* _Work instructions_
Would you repeat the listing exactly but omit every picture?

* _Pointing and labeling entries_
★ ★ ★

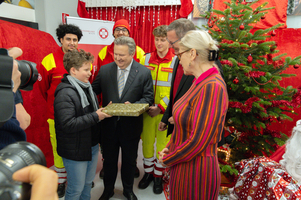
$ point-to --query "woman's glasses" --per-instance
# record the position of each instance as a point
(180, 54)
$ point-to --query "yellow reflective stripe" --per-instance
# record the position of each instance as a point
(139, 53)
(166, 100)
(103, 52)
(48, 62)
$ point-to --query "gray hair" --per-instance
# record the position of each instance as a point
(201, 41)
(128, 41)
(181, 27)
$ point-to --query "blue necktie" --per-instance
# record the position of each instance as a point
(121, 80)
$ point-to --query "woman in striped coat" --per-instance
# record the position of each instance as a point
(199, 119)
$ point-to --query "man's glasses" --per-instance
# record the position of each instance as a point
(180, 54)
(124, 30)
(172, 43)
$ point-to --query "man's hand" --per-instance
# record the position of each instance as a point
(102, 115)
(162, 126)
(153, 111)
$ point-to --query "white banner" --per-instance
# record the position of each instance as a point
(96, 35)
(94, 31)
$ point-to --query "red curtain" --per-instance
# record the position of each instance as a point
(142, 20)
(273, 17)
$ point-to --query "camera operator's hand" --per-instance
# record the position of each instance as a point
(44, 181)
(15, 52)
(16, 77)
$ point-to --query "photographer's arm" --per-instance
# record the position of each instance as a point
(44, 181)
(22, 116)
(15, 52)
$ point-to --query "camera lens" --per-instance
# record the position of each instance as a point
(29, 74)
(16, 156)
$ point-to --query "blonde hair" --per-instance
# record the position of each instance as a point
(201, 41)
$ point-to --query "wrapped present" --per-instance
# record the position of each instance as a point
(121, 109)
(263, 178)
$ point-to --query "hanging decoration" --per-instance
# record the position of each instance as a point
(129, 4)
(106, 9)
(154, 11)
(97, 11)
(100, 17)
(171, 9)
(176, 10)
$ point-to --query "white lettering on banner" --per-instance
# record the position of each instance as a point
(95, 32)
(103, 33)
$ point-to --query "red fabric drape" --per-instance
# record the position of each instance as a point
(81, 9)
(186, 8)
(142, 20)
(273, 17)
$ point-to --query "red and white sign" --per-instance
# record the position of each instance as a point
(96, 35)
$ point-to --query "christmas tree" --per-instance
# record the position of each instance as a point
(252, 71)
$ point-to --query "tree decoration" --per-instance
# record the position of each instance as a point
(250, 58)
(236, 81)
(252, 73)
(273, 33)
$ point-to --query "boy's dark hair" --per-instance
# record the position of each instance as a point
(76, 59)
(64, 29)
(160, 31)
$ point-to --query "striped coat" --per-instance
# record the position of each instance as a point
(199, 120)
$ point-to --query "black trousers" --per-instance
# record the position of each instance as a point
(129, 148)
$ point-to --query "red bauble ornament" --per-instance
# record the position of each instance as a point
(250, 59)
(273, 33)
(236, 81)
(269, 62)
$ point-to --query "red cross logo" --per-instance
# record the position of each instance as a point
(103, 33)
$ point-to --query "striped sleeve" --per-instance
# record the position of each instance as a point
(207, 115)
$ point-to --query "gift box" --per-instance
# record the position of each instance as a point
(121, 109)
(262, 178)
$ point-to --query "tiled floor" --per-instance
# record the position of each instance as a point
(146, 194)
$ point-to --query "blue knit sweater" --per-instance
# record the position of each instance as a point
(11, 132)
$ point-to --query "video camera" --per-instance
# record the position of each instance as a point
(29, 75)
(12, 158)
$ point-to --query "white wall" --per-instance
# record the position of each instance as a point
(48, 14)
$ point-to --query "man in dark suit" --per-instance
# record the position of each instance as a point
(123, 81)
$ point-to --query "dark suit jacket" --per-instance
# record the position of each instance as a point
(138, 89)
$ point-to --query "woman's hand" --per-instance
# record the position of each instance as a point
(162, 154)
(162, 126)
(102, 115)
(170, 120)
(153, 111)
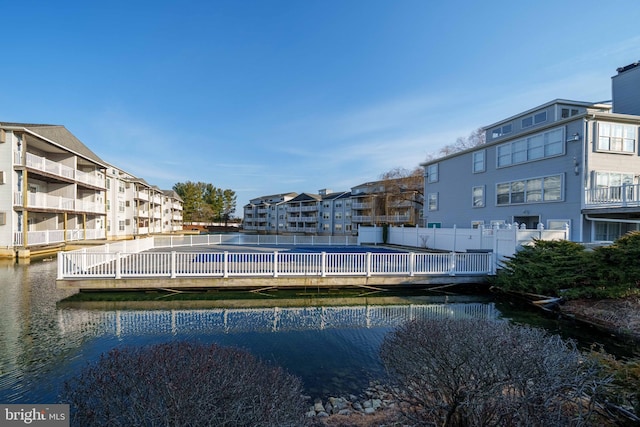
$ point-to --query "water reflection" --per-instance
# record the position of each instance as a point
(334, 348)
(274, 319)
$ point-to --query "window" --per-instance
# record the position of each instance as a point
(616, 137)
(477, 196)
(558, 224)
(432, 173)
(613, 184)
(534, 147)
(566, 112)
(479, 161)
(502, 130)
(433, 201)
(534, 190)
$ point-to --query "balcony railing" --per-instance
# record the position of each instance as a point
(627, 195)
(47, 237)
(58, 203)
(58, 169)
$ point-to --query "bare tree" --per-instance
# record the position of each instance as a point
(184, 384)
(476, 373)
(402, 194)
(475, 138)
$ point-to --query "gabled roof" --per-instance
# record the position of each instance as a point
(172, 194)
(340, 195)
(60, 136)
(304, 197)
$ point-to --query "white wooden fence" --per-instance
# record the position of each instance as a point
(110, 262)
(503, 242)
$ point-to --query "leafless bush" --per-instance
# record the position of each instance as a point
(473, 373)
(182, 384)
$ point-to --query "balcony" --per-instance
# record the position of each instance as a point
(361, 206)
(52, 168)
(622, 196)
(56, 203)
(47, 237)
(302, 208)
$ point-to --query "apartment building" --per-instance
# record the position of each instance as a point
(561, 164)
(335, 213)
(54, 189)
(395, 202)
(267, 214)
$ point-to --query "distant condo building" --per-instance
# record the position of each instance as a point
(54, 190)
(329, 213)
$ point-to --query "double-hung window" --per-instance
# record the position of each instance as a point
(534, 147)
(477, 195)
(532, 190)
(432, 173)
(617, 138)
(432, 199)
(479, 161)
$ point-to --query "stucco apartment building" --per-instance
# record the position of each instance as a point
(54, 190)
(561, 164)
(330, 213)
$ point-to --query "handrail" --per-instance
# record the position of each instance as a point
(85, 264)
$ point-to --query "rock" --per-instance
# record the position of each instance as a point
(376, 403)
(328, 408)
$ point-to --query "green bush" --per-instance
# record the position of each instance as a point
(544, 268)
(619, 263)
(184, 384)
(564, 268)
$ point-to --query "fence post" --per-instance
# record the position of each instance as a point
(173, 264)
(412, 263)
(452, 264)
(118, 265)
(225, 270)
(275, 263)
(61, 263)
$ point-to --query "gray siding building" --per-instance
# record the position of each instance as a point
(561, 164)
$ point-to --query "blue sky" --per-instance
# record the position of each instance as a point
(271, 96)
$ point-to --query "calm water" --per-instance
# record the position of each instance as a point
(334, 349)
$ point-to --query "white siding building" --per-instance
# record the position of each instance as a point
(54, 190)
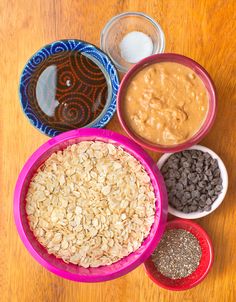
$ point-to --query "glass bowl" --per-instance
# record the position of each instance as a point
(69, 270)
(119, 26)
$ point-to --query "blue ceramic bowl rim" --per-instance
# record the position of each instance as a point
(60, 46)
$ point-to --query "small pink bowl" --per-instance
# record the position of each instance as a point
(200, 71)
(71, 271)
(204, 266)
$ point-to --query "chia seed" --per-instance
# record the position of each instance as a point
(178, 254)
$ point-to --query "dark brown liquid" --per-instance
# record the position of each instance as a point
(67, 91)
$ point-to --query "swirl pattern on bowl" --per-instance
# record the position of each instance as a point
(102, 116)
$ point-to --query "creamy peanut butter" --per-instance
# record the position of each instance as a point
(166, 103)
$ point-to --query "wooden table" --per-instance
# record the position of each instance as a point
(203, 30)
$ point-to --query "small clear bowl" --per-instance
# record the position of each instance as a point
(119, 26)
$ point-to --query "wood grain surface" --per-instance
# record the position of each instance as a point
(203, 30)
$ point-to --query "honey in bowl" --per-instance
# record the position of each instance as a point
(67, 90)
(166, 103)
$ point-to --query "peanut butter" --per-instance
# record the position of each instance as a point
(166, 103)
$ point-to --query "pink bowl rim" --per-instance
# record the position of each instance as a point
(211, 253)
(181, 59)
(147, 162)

★ ★ ★

* _Response to this exercise_
$ point-to --query "woman's glasses" --per-instance
# record the position of each instance as a point
(180, 54)
$ point-to --query "yellow reflective stripe" --per-instance
# record the position of each instance as a point
(139, 53)
(166, 100)
(103, 52)
(48, 62)
$ point-to --query "gray hair" --per-instance
# record the position of each instance as a point
(201, 41)
(128, 41)
(181, 27)
$ point-to --query "blue necktie" --per-instance
# record the position of each instance as a point
(121, 80)
$ point-to --query "woman in striped coat" --per-instance
# record the position of each instance as a point
(199, 119)
$ point-to --query "man's glasses" --per-instance
# record the position of each instance as a point
(180, 54)
(124, 30)
(172, 43)
$ point-to --query "man's hand" --per-instance
# record the position of each instance as a point
(102, 115)
(162, 126)
(153, 111)
$ point-to --query "white banner" --per-instance
# record the position of each instance as a point
(96, 35)
(94, 31)
$ point-to --query "red curtain" --per-instance
# record the position of each instance as a point
(142, 20)
(273, 17)
$ point-to --query "camera operator's hand" --per-instance
# record the position of each instance as a point
(44, 181)
(15, 52)
(16, 77)
$ point-to --query "photographer's arm" --per-instance
# record the position of each instance as a point
(44, 181)
(22, 116)
(15, 52)
$ point-to --query "camera lens" --per-instance
# record the position of each instance as a point
(29, 74)
(16, 156)
$ point-to --query "blonde hair" --per-instance
# record the position of each instance as a point
(201, 41)
$ point-to --query "wrapped present" --per-instance
# record the position of each instance as a point
(121, 109)
(263, 178)
$ point-to --query "hanging decoration" --per-instance
# record the position of each instance as a point
(129, 4)
(106, 9)
(154, 11)
(97, 11)
(100, 17)
(171, 9)
(176, 10)
$ point-to --query "white lettering on banner" --per-instance
# record the position of each instance as a point
(95, 32)
(103, 33)
$ point-to --query "red fabric drape" --per-instance
# record the position of each instance as a point
(81, 9)
(186, 8)
(142, 20)
(273, 17)
$ point-to --query "red and white sign" --per-instance
# record the position of each instance as a point
(96, 35)
$ point-to --query "christmas tree" --per-instance
# record the position of each instance as a point
(252, 71)
$ point-to --query "tree decoration" --per-instance
# record the position of each instance as a point
(250, 58)
(236, 81)
(252, 73)
(273, 33)
$ point-to --query "boy's dark hair" --per-instance
# record the position of each instance as a point
(76, 59)
(64, 29)
(160, 31)
$ point-to --query "striped coat" --per-instance
# record the position of each instance as a point
(199, 120)
$ point-to --query "black trousers" --per-instance
# record the position of each instance as a point
(129, 148)
$ point-to --query "red bauble ornament" --per-instance
# record the position of each instance as a point
(250, 59)
(273, 33)
(236, 81)
(269, 62)
$ point-to --query "red cross logo" --per-instance
# record the position of each instance as a point
(103, 33)
$ point-to --query "striped sleeve" --per-instance
# record the position of each instance as a point
(207, 115)
$ point-to --query "gift box" --per-instance
# record the position of each instance as a point
(121, 109)
(262, 178)
$ point-to --query "tiled floor" --per-instance
# record the position of each instance as a point
(146, 194)
$ point-to --query "blue knit sweater" --per-instance
# record the position of each instance as a point
(11, 132)
$ point-to --query "video camera" --per-instance
# record the position of each instance as a point
(29, 75)
(12, 158)
$ point-to --query "white wall" --per-instance
# record the position of each instance as a point
(48, 14)
$ point-to --query "man in dark suit" --per-instance
# record the position of each instance as a point
(123, 81)
$ point-to --query "dark suit jacket" --per-instance
# record the position of each instance as a point
(138, 89)
$ point-to --query "woman's hand" --per-instance
# record the position of each instance as a point
(162, 154)
(162, 126)
(102, 115)
(170, 120)
(153, 111)
$ point-to --query "water reflection" --per-instance
# record the position of each instance as a point
(334, 348)
(274, 319)
$ point-to --query "window" --per-instance
# record the position of each instance as a point
(616, 137)
(477, 196)
(558, 224)
(432, 173)
(613, 184)
(534, 147)
(566, 112)
(479, 161)
(502, 130)
(433, 201)
(534, 190)
$ point-to --query "balcony railing" --per-instance
# record the position of each instance as a point
(627, 195)
(47, 237)
(58, 203)
(58, 169)
$ point-to --query "bare tree" --per-instance
# record the position of each instance as a point
(184, 384)
(476, 373)
(402, 194)
(475, 138)
$ point-to --query "gabled roof" --per-instance
# record the position of each instance as a point
(172, 194)
(340, 195)
(60, 136)
(304, 197)
$ point-to --query "white wooden fence" --per-instance
# record the position of each instance as a point
(110, 262)
(503, 242)
$ point-to --query "leafless bush" --per-instance
# record the position of each instance as a point
(473, 373)
(182, 384)
$ point-to --query "balcony" --per-instance
# record the position of each instance as a point
(361, 206)
(52, 168)
(622, 196)
(56, 203)
(47, 237)
(302, 208)
$ point-to --query "apartment building" --per-instance
# record the position of each instance as a point
(561, 164)
(335, 213)
(54, 189)
(395, 202)
(267, 214)
$ point-to --query "distant condo building" --per-instance
# record the position of each instance as a point
(54, 190)
(329, 213)
$ point-to --query "double-hung window" --per-instance
# record the position of each instance as a point
(534, 147)
(477, 195)
(532, 190)
(432, 173)
(617, 138)
(432, 199)
(479, 161)
$ point-to --query "stucco apartment building" --per-instance
# record the position of each instance as a point
(54, 190)
(561, 164)
(330, 213)
$ point-to --query "handrail" --per-instance
# record the position of each instance as a point
(85, 264)
$ point-to --query "rock" --per-instance
# record the position of each instance as a point
(376, 403)
(328, 408)
$ point-to --query "green bush" --per-instance
# record the position of each instance as a point
(544, 268)
(619, 263)
(184, 384)
(564, 268)
$ point-to --query "fence post" --per-instance
# record the position of each instance as a point
(173, 264)
(412, 263)
(452, 264)
(118, 265)
(225, 270)
(275, 263)
(61, 263)
$ point-to --query "gray siding building" --per-instance
# record the position of each instance as a point
(561, 164)
$ point-to --query "blue sky" --per-instance
# record the position of each instance as a point
(271, 96)
$ point-to --query "calm water" --per-instance
# record the position of each instance as a point
(334, 349)
$ point-to --query "white siding building" --per-instance
# record the position of each instance as a point
(54, 190)
$ point-to --query "glass bowl" --per-instance
# record the position of each instance as a point
(69, 270)
(119, 26)
$ point-to --query "blue ceramic bowl rim" --per-instance
# record the position of each instance as a point
(60, 46)
$ point-to --query "small pink bowl" --per-instance
# record the position of each instance as a point
(200, 71)
(71, 271)
(204, 266)
$ point-to --query "chia seed" --per-instance
# record the position of each instance as a point
(178, 254)
$ point-to --query "dark brown liquid" --per-instance
# record the position of each instance as a point
(67, 91)
$ point-to --query "swirl pattern on bowl" --per-instance
# record the position of each instance as a point
(102, 116)
$ point-to --query "creamy peanut butter" --per-instance
# record the position of each instance as a point
(166, 103)
$ point-to --query "wooden table" --per-instance
# record the position of each instance as a point
(203, 30)
$ point-to --query "small clear bowl" --per-instance
# record the position of each instance as a point
(119, 26)
$ point-to --query "wood grain surface" --per-instance
# record the position of each instance as a point
(203, 30)
$ point-to --query "honey in bowl" --per-instance
# record the position of each instance as a point
(67, 90)
(166, 103)
$ point-to --query "peanut butter" --per-instance
# record the position of each instance as a point
(166, 103)
$ point-to --query "pink bowl rim" --per-instance
# record the position of each instance as a point
(211, 253)
(181, 59)
(147, 162)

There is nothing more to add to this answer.